[Tarea 1] Indica si cada afirmación coincide con la homilía y cita textualmente las palabras que lo deciden. (a) La Madre Teresa recibió el Nobel de la paz en 1979. (b) Según la cita de la santa, las hermanas tienen una hora de adoración cada mañana. (c) En el evangelio de ese domingo, el tema de permanecer en Jesús se repite siete veces.
[Tarea 2] Prosigue la homilía sobre la vid y los sarmientos a partir de su última frase.
===== Fragmento del documento =====
Homilía del 5º Domingo de Pascua (Jn 15, 1-8)
La Madre Teresa de Calcuta es una de las grandes santas de nuestro tiempo. Lo que ella hizo por los pobres, moribundos, gente marginada y despreciada de la sociedad, ha tenido el reconocimiento no sólo de la Iglesia, sino también de organismos y sectores no creyentes de la sociedad. Incluso entre otras religiones, como el Islam, goza de gran admiración. Recibió en vida numerosos premios, entre ellos el Nobel de la paz (1979) y, si tiramos de hemeroteca, podemos encontrar muchas alabanzas por parte de los medios de comunicación a causa de su entrega y su amor por los más pobres de entre los pobres. Quizá los más jóvenes no la hayan conocido y es una pena, porque se pierden un gran ejemplo y una gran fuente de inspiración para sus vidas.
En un libro que tengo sobre su vida he encontrado un texto suyo que me parece precioso y que no puedo dejar de leer hoy en relación al Evangelio de la misa de este domingo. Dice Santa Teresa de Calcuta:
«Todo lo obrado por nuestras hermanas, todo cuanto hacemos, es fruto solamente de la oración, de nuestra unión con Jesús en la eucaristía, sobre todo en la santa comunión. Gracias a ello podemos trabajar mucho cada día con un gran número de leprosos, moribundos, niños y demás. Todas las noches, cuando regresamos a casa, tenemos una hora de adoración. Éste es el mayor tesoro de la comunidad de las misioneras del amor. De aquí sacamos nuestra energía».
Resulta impresionante que una persona que ha dedicado su vida a los pobres de la manera que ella lo ha hecho, diga que la energía para hacer todo eso sea la oración y, particularmente, la eucaristía. Es el mismo mensaje que hoy nos transmite Jesús: Yo soy la vid, vosotros los sarmientos; el que permanece en mí y yo en él, ése da fruto abundante; porque sin mí no podéis hacer nada. Este tema de permanecer en Él se repite en el evangelio de hoy hasta siete veces. Es una insistencia grande. El modo de hacerlo no es otro que el que dice santa Teresa de Calcuta: la oración y la eucaristía. Porque, en definitiva, la vida espiritual es una cuestión de amistad, de amistad con Jesucristo. Y toda amistad se cuida en el trato, en el estar juntos, en el compartir, en el tener presente al otro incluso cuando no estás propiamente con él. La llamada a la oración es una llamada a vivir esto con nuestro Señor. Es una llamada a tratar a Dios, a su Hijo, como nuestro amigo.
===== Material proporcionado =====
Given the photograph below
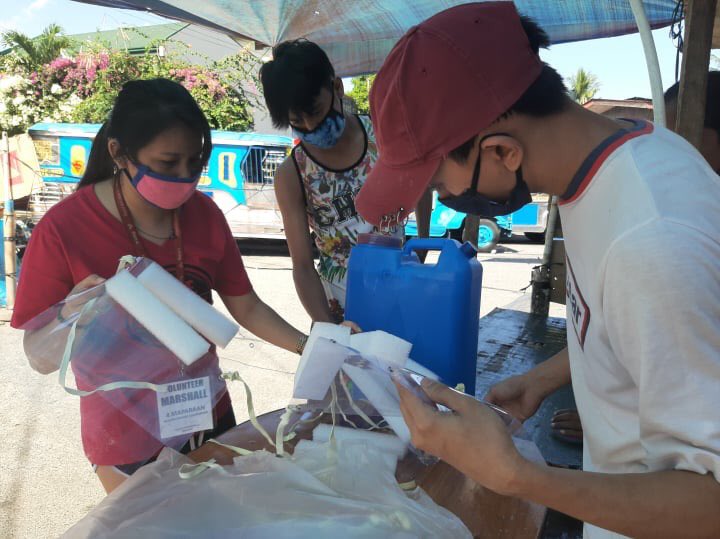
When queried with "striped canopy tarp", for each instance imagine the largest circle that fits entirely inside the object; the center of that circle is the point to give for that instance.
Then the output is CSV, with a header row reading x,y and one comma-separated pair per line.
x,y
358,34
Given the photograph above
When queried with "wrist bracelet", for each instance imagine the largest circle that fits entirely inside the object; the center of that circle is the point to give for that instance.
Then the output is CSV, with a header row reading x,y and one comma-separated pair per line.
x,y
300,347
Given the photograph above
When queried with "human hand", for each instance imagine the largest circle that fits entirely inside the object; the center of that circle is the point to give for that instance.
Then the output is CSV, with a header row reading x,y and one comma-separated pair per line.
x,y
472,438
78,297
519,395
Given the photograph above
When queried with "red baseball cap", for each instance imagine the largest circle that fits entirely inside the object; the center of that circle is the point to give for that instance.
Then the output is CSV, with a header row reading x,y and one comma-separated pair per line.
x,y
446,80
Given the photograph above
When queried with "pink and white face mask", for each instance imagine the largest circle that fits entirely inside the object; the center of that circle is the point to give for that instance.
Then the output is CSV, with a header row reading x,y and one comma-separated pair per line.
x,y
166,192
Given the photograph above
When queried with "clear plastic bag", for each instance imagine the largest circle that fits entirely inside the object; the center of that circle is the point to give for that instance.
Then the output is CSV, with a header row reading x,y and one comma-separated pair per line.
x,y
352,495
130,383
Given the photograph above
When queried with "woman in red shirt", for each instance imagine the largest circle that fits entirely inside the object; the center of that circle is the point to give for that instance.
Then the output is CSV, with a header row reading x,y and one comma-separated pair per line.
x,y
138,196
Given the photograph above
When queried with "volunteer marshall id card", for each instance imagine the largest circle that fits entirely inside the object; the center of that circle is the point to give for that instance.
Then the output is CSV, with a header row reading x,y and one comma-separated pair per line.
x,y
184,407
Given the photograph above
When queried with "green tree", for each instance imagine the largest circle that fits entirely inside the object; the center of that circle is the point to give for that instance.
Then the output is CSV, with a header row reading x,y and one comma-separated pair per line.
x,y
360,92
583,86
35,52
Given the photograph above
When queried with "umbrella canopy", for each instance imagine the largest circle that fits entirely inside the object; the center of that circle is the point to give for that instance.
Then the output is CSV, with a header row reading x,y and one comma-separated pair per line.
x,y
358,34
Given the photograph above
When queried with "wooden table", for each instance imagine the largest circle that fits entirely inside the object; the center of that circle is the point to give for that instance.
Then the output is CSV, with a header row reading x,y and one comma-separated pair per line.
x,y
486,514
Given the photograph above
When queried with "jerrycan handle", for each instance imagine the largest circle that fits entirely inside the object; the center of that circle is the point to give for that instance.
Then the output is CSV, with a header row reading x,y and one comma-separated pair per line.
x,y
438,244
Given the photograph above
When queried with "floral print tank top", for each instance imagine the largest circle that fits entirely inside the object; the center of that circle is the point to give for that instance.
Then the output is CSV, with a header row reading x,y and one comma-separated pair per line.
x,y
330,205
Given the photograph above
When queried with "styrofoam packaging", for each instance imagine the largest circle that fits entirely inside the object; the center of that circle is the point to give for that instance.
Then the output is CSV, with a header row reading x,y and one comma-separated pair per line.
x,y
392,350
314,376
157,318
305,387
197,312
419,369
383,395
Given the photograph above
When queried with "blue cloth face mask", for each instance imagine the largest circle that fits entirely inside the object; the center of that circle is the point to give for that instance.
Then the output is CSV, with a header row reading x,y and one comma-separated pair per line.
x,y
470,201
327,132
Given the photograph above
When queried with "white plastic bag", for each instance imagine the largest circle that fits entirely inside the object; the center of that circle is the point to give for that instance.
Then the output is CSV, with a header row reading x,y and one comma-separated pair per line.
x,y
328,490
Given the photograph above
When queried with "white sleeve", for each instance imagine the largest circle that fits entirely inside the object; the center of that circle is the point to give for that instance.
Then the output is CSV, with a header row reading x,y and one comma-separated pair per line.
x,y
662,308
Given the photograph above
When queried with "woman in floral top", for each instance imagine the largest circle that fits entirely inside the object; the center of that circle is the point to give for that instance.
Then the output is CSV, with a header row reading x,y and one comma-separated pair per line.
x,y
317,184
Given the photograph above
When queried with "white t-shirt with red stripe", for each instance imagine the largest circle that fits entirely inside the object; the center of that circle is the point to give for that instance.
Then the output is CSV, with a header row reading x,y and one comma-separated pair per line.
x,y
642,236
=====
[Respuesta 1]
(a) Sí: «Recibió en vida numerosos premios, entre ellos el Nobel de la paz (1979)».
(b) No: «Todas las noches, cuando regresamos a casa, tenemos una hora de adoración».
(c) Sí: «Este tema de permanecer en Él se repite en el evangelio de hoy hasta siete veces».

[Respuesta 2]
Entonces se convierte en la fuerza que te da, no un medicamento o una droga que te tomas y te hace sentir mejor o te mete un subidón, sino la compañía que sabes que siempre va a estar ahí y que nunca te va a fallar ni siquiera en los momentos más oscuros. Jesús es la compañía que no falla. Tenía en mi cuarto cuando era pequeño una imagen del Sagrado Corazón que decía: «Amigo que nunca falla». Así es. Y nos hace falta estar con ese amigo. Sin Él no podemos hacer nada. Bien decía la Madre Teresa: todo lo que hacemos es fruto solamente de la oración y gracias a ello podemos trabajar con los pobres.
En nuestro caso, bien sabemos qué dificultades laborales, familiares, personales, espirituales, tenemos cada uno en nuestra vida. Jesucristo quiere acompañarnos en ellas. Acudir a la oración y a la comunión es dejar que Él camine con nosotros y nos acompañe.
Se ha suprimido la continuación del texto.